+++ Data listing +++

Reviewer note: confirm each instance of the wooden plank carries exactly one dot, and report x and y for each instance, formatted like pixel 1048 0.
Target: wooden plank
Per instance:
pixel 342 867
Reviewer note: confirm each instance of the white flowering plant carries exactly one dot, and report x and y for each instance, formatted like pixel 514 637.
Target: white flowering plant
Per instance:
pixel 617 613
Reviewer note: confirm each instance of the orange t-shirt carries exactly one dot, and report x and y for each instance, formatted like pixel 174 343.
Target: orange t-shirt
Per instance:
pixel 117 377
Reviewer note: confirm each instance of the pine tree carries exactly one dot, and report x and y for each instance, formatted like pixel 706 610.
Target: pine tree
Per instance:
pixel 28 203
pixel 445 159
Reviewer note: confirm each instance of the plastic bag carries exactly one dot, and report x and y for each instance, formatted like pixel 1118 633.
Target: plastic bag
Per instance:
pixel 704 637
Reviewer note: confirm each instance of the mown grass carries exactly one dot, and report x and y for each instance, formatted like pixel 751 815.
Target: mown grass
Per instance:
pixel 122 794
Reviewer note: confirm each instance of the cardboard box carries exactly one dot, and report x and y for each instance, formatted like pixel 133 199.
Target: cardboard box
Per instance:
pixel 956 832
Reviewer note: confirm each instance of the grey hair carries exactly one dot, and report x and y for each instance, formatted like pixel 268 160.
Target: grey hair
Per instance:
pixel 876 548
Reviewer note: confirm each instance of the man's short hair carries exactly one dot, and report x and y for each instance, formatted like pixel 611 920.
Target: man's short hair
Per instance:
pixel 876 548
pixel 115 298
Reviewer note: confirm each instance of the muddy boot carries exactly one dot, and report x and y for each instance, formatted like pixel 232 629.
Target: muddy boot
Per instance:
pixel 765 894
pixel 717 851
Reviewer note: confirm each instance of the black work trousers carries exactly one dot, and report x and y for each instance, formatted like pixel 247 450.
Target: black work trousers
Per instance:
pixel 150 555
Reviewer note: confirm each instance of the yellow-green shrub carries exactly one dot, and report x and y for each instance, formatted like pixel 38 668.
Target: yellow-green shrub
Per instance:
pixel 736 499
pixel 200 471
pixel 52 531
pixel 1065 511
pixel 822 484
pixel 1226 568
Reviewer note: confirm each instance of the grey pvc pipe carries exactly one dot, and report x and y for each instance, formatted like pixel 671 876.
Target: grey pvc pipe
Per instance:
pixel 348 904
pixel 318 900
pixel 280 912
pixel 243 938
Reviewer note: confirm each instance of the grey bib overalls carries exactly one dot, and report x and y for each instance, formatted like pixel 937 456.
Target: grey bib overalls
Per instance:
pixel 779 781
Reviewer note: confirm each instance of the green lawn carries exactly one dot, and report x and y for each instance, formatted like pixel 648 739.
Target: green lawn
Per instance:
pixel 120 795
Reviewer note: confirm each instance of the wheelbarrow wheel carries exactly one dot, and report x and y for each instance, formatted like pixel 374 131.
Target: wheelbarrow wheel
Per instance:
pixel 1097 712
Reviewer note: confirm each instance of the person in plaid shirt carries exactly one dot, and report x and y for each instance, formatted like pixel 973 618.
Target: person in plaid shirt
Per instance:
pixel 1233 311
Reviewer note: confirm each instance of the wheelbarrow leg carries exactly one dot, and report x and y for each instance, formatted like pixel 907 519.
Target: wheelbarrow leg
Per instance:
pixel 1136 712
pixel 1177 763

+++

Write down only the number of lines that contain the string "short" in the listing.

2